### Records from a data collection
********************

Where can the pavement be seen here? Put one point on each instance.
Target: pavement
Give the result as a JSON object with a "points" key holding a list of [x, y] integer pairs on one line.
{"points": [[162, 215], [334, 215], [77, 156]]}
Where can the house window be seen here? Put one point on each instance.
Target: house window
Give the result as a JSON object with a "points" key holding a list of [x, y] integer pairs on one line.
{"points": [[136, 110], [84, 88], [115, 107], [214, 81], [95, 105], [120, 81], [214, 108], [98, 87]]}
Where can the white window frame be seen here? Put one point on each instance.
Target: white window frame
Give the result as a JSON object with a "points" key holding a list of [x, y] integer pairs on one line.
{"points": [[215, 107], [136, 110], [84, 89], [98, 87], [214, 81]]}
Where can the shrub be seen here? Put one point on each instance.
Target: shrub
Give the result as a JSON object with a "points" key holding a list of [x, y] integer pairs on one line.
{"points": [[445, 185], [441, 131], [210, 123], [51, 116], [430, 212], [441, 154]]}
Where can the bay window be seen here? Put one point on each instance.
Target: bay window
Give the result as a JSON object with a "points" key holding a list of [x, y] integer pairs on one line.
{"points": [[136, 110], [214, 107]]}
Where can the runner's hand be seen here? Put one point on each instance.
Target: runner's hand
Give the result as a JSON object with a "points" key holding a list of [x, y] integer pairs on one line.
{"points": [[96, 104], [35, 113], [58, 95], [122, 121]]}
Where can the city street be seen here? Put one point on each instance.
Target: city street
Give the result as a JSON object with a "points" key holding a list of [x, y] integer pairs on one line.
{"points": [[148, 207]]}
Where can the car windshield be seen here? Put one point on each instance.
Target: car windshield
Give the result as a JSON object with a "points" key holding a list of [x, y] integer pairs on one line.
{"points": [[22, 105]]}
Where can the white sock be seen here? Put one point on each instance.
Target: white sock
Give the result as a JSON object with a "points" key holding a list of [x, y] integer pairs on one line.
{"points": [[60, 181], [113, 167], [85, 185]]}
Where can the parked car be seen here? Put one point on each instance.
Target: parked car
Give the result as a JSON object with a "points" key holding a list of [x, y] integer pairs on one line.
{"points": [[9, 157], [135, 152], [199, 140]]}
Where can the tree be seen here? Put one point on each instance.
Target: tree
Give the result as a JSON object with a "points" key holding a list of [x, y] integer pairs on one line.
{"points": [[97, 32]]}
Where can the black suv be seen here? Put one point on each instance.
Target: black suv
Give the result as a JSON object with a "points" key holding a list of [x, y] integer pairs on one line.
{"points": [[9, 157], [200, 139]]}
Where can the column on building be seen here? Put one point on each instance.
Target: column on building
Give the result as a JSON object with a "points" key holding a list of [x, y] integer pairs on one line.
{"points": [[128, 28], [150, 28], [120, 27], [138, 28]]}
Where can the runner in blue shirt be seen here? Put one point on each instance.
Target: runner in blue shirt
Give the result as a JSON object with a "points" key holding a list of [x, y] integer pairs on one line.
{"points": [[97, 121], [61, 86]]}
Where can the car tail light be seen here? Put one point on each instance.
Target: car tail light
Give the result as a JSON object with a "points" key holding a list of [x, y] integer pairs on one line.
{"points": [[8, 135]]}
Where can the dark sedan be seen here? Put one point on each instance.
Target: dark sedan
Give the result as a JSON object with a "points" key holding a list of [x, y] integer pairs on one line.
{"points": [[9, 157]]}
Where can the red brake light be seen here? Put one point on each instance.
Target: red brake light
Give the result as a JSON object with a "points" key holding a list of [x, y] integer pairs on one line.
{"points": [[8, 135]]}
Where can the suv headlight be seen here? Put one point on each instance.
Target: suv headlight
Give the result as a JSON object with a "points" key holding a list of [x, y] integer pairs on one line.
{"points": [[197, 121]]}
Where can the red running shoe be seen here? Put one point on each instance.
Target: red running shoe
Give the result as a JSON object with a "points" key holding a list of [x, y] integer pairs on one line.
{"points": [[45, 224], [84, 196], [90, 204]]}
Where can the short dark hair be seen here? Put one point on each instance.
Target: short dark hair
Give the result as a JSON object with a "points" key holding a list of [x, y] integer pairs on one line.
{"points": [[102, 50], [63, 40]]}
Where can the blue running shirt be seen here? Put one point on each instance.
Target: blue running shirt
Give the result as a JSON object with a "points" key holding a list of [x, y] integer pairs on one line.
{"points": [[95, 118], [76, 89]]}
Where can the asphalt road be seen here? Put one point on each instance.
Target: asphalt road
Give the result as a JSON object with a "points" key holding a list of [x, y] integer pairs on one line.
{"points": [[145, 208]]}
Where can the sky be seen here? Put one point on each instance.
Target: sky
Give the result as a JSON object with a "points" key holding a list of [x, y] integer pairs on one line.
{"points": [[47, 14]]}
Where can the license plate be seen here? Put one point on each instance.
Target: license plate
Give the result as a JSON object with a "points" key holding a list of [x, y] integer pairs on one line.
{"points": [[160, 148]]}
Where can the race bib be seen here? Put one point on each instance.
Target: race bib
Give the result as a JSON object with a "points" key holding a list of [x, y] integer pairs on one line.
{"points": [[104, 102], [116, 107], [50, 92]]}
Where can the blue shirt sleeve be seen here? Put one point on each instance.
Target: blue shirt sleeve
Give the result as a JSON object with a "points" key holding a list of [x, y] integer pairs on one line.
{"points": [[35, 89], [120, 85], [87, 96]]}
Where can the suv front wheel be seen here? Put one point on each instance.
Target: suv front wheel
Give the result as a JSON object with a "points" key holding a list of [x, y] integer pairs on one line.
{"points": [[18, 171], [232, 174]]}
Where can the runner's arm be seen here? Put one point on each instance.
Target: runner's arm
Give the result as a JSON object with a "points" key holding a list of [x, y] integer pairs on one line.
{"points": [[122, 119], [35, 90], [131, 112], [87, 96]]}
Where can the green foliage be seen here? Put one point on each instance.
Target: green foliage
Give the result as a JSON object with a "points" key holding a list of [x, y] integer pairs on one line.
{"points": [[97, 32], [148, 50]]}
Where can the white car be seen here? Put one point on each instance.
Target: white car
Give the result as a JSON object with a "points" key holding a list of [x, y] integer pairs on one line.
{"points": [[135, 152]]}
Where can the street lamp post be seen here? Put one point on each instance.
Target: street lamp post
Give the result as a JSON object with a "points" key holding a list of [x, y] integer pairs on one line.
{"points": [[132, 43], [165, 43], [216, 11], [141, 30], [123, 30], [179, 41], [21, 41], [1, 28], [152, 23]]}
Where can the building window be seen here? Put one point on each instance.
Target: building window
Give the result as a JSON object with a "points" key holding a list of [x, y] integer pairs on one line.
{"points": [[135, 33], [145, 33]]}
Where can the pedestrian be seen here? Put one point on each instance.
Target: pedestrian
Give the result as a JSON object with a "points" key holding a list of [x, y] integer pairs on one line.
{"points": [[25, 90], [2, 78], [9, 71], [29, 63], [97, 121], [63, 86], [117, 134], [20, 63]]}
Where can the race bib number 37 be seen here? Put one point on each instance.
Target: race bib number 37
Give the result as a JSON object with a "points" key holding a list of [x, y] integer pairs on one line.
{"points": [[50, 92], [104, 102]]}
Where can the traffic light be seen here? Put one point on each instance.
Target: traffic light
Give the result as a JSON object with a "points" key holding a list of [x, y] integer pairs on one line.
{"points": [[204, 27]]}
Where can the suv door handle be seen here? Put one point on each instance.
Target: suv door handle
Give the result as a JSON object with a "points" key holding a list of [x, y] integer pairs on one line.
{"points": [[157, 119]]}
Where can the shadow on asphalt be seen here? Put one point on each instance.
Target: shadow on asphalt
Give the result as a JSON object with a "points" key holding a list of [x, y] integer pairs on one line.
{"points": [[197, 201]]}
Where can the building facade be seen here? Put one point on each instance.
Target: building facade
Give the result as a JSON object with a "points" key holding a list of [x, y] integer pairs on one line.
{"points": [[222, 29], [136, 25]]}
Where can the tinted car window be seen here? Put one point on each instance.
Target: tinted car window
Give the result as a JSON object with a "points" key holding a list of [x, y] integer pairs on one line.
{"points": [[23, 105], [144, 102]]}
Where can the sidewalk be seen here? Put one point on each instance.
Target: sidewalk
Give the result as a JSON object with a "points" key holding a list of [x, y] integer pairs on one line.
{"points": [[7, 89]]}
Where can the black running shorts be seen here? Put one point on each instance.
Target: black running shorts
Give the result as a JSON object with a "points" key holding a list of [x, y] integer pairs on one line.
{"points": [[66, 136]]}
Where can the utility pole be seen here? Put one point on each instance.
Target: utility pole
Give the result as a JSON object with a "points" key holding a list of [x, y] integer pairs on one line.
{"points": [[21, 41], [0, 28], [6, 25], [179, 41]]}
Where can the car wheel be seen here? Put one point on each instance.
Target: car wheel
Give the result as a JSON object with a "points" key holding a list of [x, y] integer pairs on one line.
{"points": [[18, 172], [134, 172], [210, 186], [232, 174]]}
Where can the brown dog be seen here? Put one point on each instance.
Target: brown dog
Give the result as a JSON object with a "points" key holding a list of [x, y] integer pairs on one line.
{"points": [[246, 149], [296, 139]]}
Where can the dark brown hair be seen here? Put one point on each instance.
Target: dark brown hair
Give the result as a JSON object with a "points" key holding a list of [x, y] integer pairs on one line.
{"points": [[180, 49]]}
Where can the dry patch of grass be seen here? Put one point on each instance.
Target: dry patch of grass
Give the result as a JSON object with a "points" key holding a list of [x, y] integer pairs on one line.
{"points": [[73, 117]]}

********************

### PROBLEM STATEMENT
Using the data above, reproduce exactly the lines from the line that contains "Target: shrub" through the line that contains "Target: city street", including both.

### RESULT
Target: shrub
Give the result as a JSON object with a "points" key holding a list of [x, y] integer pairs on one line.
{"points": [[445, 185], [441, 131], [210, 123], [51, 116], [430, 212], [441, 154]]}
Where can the bay window be seen here? Put one point on each instance.
Target: bay window
Give the result as a JSON object with a "points" key holding a list of [x, y] integer pairs on one line.
{"points": [[136, 110], [214, 107]]}
Where can the runner's hand be seen here? Put one point on each instance.
Target: runner's hand
Give the result as a JSON object with a "points" key holding a list of [x, y] integer pairs on one line.
{"points": [[96, 104], [35, 113], [58, 95], [122, 121]]}
Where can the city street be seen here? Put one point on each instance.
Target: city street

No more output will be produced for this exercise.